### ACTIVITY:
Select all lines in the records that include "cross".

### Region pointing data:
--------------------

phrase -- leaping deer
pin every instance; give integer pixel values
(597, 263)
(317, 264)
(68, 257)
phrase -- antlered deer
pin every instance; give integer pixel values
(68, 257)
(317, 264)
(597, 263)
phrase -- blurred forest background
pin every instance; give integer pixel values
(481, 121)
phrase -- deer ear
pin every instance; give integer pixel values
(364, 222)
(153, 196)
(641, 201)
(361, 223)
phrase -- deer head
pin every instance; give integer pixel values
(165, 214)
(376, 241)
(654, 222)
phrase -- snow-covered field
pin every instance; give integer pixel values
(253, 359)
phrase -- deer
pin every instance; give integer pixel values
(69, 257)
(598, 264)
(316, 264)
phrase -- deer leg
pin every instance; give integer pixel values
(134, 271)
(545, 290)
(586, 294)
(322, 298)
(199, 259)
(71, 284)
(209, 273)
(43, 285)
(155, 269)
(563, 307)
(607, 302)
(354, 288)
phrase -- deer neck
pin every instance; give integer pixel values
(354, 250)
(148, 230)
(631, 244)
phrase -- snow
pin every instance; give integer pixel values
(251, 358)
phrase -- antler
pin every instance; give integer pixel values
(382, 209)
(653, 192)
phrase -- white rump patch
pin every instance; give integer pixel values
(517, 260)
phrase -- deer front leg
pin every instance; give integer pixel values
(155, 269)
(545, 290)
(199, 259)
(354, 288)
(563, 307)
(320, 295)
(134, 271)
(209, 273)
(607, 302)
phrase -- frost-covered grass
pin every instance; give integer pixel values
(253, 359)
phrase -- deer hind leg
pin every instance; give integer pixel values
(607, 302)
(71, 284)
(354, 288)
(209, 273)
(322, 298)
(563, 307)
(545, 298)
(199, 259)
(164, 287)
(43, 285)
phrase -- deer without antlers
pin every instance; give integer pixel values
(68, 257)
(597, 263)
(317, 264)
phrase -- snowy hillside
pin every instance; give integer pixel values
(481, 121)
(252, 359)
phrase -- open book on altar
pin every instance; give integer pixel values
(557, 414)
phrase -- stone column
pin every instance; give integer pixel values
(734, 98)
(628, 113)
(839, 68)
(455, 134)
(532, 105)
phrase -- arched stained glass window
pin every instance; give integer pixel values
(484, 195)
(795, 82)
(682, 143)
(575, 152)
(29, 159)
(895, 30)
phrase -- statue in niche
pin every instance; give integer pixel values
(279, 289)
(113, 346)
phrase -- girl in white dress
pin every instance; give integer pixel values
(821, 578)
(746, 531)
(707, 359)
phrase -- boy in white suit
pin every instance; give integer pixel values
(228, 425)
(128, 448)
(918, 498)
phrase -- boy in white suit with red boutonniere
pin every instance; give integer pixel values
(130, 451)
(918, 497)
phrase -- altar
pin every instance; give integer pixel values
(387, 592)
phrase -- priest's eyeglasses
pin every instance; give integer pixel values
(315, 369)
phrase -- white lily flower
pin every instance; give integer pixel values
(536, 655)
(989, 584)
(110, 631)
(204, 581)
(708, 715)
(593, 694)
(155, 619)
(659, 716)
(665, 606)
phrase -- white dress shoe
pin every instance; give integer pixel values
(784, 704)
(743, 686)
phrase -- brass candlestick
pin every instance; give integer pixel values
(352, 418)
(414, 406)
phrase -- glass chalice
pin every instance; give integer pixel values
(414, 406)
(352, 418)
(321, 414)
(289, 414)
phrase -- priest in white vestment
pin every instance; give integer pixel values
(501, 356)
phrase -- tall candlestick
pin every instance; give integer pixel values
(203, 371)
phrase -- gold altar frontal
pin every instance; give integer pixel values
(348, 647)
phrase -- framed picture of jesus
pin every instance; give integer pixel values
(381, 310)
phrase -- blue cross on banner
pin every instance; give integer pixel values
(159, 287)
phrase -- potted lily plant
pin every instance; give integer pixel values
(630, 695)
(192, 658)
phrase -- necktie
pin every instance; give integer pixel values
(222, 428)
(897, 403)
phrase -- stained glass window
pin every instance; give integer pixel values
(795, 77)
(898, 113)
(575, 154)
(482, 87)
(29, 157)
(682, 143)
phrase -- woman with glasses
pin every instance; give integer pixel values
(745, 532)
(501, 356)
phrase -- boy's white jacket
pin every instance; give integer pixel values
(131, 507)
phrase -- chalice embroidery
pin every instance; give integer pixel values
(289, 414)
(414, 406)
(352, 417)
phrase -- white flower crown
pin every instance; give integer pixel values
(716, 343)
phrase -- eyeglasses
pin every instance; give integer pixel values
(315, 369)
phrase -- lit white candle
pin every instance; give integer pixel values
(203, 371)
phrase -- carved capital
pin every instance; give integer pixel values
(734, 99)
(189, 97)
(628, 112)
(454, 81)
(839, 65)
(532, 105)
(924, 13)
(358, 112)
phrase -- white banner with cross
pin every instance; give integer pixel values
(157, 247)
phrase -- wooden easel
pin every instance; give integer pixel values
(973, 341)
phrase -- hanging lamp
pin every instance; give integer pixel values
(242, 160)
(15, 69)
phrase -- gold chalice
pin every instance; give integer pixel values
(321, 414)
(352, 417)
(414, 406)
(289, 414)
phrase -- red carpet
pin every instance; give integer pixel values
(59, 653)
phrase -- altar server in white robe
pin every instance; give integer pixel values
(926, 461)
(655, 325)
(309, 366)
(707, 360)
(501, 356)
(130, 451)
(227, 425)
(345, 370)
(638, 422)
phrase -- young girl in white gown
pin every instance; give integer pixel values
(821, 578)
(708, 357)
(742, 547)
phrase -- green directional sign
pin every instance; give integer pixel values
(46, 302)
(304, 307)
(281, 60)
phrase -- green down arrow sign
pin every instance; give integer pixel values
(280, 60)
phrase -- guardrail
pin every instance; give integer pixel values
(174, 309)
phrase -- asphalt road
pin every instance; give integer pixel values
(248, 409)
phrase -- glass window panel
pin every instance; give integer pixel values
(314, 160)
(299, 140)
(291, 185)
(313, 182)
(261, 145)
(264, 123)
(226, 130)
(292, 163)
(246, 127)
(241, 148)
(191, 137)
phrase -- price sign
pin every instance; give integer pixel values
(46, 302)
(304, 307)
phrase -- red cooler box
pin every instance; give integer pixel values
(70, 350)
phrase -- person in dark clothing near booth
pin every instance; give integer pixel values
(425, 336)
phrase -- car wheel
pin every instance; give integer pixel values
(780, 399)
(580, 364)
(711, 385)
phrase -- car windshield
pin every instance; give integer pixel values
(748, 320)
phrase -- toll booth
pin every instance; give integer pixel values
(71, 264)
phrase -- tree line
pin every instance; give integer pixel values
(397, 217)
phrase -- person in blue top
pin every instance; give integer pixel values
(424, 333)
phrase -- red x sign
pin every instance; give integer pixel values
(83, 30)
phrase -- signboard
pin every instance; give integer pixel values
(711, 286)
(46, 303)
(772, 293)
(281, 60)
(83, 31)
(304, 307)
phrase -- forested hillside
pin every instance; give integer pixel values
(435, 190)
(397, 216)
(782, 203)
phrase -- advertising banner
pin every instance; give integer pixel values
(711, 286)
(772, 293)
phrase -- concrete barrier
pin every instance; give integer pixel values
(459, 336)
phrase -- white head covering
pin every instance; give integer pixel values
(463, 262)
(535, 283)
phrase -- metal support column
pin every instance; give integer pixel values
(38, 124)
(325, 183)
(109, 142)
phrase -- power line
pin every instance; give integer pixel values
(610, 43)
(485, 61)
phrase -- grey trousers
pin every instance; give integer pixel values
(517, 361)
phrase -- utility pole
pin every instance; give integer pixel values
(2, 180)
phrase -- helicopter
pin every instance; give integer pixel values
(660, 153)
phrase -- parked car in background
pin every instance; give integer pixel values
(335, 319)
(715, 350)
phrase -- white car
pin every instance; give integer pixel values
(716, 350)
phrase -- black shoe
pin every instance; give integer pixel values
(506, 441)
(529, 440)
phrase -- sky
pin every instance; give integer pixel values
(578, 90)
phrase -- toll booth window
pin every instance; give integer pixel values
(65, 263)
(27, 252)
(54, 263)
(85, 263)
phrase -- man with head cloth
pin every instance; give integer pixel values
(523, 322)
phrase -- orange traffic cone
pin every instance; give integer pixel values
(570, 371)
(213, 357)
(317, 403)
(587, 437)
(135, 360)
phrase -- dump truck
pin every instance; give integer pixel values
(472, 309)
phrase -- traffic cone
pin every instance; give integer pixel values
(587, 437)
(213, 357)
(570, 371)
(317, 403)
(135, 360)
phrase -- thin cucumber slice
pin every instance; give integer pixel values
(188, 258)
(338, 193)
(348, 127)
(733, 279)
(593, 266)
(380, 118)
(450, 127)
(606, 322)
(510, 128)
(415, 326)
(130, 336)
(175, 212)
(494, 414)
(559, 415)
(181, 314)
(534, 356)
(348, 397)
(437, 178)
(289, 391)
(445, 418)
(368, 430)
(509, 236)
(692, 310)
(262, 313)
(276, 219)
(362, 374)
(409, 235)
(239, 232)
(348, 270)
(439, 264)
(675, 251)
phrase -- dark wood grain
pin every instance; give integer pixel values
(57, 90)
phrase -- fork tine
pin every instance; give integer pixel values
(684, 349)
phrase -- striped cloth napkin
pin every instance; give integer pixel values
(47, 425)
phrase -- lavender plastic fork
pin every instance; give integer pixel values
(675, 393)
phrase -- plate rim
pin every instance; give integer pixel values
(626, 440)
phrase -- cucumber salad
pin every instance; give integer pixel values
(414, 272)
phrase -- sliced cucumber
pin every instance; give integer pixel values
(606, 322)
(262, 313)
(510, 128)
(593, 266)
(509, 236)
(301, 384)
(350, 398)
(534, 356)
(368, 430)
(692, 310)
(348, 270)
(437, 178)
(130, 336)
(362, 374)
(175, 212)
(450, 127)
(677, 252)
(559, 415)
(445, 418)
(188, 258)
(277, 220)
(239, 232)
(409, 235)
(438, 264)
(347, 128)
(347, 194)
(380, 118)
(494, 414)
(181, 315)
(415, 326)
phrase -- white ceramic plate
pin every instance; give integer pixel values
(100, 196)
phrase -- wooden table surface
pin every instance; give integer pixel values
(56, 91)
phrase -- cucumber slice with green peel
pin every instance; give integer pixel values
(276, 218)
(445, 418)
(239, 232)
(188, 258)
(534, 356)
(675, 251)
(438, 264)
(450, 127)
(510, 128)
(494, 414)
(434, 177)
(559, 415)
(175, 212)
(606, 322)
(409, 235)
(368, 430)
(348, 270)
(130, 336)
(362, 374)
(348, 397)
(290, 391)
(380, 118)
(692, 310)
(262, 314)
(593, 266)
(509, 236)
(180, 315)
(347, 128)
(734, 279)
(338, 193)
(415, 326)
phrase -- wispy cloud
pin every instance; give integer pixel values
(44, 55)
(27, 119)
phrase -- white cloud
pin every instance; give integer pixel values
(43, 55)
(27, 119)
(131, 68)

--------------------

### RESULT:
phrase -- blue cross on banner
phrase -- white banner with cross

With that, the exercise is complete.